Text segment
Vegan Butternut Squash Soup
Nicole Lupu
cozy, vegan soup perfect for fall
Prep Time 10 minutes mins
Cook Time 45 minutes mins
Course Appetizer, Lunch, Main Course, Soup
Cuisine American
Servings 6
Calories 261 kcal
- 1 butternut squash cubed
- 1 yellow onion
- 2 apples I used honey crisp but any will do!
- 4-6 sage leaves
- 4 cups vegetable stock low sodium
- 2 tbsp olive oil
- 1 tsp cinnamon
- 1/2 tsp nutmeg
- 2 tsp salt
- 1 tsp pepper
Sourdough Croutons
- 3-4 slices sourdough bread I always use WW sourdough
- 1-2 tbsp olive oil
- 1/2 tsp salt
- 1/2 tsp pepper
Preheat your oven to 400 degrees and line a baking sheet with parchment paper
Cube your butternut squash into 1 inch dice (approx), chop your onion and peel and chop your apple into thick slices.
Add the squash, onion to a sheet pan and drizzle with the olive oil. Sprinkle with the cinnamon, nutmeg, salt and pepper.

What to do
• 1. To what temperature does the butternut squash soup recipe say to preheat the oven?
• 2. Decide whether each statement agrees with the butternut squash soup recipe: (a) The soup uses 4 cups of vegetable stock. (b) The apples go into the soup unpeeled. (c) The cook time is 45 minutes.
• 3. Carry on the butternut squash soup recipe, writing the remaining preparation steps that follow its final instruction.

Extracted records
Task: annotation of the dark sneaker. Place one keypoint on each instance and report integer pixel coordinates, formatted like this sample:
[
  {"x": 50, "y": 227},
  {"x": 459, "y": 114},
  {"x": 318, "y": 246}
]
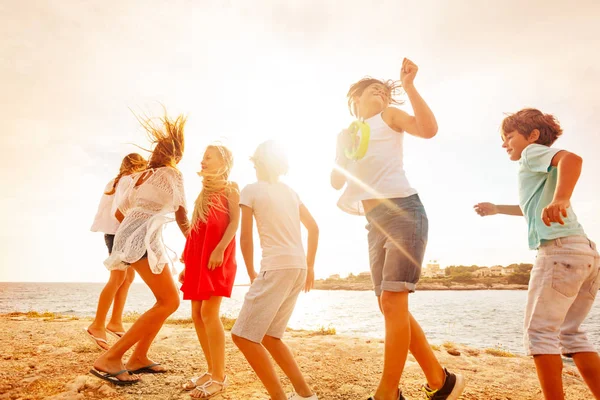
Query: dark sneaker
[
  {"x": 452, "y": 389},
  {"x": 400, "y": 397}
]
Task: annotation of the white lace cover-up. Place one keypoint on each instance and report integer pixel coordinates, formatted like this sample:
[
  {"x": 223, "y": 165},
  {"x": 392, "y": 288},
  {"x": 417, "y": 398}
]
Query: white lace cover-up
[{"x": 147, "y": 208}]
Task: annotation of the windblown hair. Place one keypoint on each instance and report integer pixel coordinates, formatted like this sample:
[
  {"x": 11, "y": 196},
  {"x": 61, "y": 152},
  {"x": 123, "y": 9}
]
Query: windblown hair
[
  {"x": 131, "y": 163},
  {"x": 213, "y": 186},
  {"x": 166, "y": 135},
  {"x": 270, "y": 160},
  {"x": 393, "y": 89},
  {"x": 528, "y": 119}
]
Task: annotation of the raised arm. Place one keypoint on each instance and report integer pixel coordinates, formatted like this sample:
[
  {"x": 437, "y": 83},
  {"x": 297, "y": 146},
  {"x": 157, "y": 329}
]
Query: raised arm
[
  {"x": 338, "y": 178},
  {"x": 569, "y": 169},
  {"x": 423, "y": 124},
  {"x": 313, "y": 240},
  {"x": 247, "y": 242},
  {"x": 182, "y": 220}
]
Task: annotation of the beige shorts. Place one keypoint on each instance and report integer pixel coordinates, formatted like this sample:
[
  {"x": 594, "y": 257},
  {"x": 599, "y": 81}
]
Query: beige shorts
[
  {"x": 269, "y": 304},
  {"x": 563, "y": 286}
]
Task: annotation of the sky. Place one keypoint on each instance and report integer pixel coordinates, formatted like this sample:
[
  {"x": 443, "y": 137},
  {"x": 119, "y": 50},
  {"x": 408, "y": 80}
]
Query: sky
[{"x": 73, "y": 74}]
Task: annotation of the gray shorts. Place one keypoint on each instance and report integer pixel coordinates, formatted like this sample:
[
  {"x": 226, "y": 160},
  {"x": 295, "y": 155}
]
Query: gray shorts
[
  {"x": 397, "y": 240},
  {"x": 269, "y": 304}
]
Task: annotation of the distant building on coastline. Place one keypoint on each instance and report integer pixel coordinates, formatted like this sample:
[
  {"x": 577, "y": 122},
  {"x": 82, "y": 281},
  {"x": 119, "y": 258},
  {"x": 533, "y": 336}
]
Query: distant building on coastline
[{"x": 432, "y": 270}]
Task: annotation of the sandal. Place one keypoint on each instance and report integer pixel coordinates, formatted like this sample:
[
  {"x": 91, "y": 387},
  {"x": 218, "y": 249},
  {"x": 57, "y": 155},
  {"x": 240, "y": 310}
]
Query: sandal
[
  {"x": 203, "y": 389},
  {"x": 191, "y": 384}
]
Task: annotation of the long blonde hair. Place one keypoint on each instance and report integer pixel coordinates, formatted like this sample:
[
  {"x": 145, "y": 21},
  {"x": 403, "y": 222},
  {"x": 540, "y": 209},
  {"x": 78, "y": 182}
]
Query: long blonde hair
[
  {"x": 214, "y": 184},
  {"x": 131, "y": 163},
  {"x": 167, "y": 136}
]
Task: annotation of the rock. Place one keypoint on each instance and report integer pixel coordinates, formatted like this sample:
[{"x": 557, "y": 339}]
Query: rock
[
  {"x": 106, "y": 390},
  {"x": 30, "y": 380},
  {"x": 44, "y": 348},
  {"x": 77, "y": 384},
  {"x": 453, "y": 352}
]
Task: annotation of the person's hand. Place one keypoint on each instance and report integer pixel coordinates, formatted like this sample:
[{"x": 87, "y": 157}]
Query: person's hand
[
  {"x": 216, "y": 258},
  {"x": 310, "y": 279},
  {"x": 485, "y": 209},
  {"x": 408, "y": 72},
  {"x": 555, "y": 211}
]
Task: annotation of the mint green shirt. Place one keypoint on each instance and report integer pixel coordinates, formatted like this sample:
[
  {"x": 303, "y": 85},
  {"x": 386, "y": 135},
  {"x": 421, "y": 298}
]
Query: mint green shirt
[{"x": 537, "y": 184}]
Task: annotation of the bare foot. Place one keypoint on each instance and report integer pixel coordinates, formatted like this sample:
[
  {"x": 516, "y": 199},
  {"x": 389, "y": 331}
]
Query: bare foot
[
  {"x": 212, "y": 388},
  {"x": 111, "y": 366},
  {"x": 98, "y": 334},
  {"x": 147, "y": 364},
  {"x": 116, "y": 328},
  {"x": 197, "y": 381}
]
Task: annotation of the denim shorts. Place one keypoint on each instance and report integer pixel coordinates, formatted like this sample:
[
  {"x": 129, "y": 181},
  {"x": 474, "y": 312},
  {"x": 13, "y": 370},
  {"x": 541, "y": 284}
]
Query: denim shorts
[
  {"x": 562, "y": 288},
  {"x": 398, "y": 231}
]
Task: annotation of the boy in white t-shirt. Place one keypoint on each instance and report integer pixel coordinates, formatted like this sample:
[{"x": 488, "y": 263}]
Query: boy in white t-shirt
[{"x": 285, "y": 271}]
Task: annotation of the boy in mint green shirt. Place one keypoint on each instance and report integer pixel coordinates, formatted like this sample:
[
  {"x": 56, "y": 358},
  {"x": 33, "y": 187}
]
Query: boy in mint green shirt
[{"x": 566, "y": 275}]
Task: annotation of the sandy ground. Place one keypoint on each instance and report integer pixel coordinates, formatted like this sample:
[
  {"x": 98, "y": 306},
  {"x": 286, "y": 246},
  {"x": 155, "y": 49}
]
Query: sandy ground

Final answers
• 1. 400 degrees

• 2.
(a) Yes: "4 cups vegetable stock low sodium"
(b) No: "peel and chop your apple into thick slices"
(c) Yes: "Cook Time 45 minutes"

• 3.
Roast for 20 mins then remove the pan from the oven and add the sliced apples toss the squash, onions and apple then add the sage leaves to the pan and return to the oven for another 20 mins until all the vegetables are soft.
Add all the vegetables, pan drippings and spices into your dutch oven or blender and add 4 cups of vegetable stock. Using either the blender or an immersion blender puree the soup until very smooth.
If you used a blender pour the soup into a dutch oven or soup pot and heat until warm, adjust salt and pepper to taste. Top with sourdough croutons and enjoy!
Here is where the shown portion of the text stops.